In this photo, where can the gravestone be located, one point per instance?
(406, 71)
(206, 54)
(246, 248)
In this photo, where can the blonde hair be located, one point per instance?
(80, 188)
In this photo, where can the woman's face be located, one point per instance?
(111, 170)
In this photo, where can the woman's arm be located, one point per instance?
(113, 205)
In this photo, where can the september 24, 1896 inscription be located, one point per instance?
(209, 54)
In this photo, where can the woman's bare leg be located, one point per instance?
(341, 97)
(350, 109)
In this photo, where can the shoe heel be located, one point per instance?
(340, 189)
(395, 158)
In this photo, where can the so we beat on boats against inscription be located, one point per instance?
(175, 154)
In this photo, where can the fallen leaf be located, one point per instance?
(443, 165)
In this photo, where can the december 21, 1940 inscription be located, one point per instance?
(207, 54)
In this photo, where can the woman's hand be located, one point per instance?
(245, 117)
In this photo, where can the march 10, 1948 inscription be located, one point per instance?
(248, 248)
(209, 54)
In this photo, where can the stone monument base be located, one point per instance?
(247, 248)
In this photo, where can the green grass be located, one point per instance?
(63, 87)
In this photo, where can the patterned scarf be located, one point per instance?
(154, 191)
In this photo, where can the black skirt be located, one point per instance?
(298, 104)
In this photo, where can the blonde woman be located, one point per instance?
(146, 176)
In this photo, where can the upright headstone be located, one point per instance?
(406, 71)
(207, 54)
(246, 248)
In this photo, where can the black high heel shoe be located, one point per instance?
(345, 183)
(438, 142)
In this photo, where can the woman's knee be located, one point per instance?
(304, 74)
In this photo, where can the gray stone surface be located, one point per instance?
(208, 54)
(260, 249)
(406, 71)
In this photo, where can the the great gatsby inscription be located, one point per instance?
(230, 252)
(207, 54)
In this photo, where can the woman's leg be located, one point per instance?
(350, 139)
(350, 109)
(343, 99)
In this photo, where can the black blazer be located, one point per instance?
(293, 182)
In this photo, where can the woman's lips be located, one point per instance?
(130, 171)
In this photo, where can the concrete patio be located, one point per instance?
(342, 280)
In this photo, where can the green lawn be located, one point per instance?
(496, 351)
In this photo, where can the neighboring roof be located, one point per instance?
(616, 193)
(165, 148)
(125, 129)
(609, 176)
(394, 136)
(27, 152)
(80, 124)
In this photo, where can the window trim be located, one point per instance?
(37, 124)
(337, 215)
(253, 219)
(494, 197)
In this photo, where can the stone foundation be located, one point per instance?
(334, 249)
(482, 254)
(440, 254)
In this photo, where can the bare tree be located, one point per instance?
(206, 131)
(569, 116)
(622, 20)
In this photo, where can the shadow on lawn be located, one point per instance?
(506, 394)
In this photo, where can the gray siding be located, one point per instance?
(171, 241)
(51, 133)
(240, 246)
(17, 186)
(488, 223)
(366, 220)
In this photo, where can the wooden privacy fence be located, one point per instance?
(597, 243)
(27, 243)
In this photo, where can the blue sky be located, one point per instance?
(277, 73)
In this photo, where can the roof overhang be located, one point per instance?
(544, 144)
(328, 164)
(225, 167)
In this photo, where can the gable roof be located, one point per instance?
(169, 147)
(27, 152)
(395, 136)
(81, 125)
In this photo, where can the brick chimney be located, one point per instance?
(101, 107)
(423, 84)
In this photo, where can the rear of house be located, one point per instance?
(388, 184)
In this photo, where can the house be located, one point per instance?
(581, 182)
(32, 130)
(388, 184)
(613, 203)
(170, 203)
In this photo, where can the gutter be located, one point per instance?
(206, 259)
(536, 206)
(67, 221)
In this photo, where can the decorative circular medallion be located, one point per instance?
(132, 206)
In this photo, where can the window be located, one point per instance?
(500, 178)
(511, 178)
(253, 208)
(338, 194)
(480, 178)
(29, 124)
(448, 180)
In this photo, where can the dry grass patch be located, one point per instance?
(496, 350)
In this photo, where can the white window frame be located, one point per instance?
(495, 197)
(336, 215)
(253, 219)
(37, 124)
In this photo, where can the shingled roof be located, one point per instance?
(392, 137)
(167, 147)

..............................

Rewrite everything from the line containing "In this photo, where can the decorative" down to the end of the data, changing "shingled roof" to "tiled roof" and leaving the rest untouched.

In this photo, where can the decorative circular medallion be located, one point per instance?
(132, 206)
In this photo, where can the window be located, one point per instance?
(500, 178)
(511, 178)
(253, 208)
(338, 194)
(480, 178)
(29, 124)
(448, 180)
In this photo, where can the dry grass patch be located, one point per instance?
(496, 350)
In this photo, where can the white window frame be located, one point per instance?
(495, 197)
(336, 215)
(253, 219)
(37, 124)
In this photo, where can the tiled roof be located, one point per instance?
(392, 137)
(167, 147)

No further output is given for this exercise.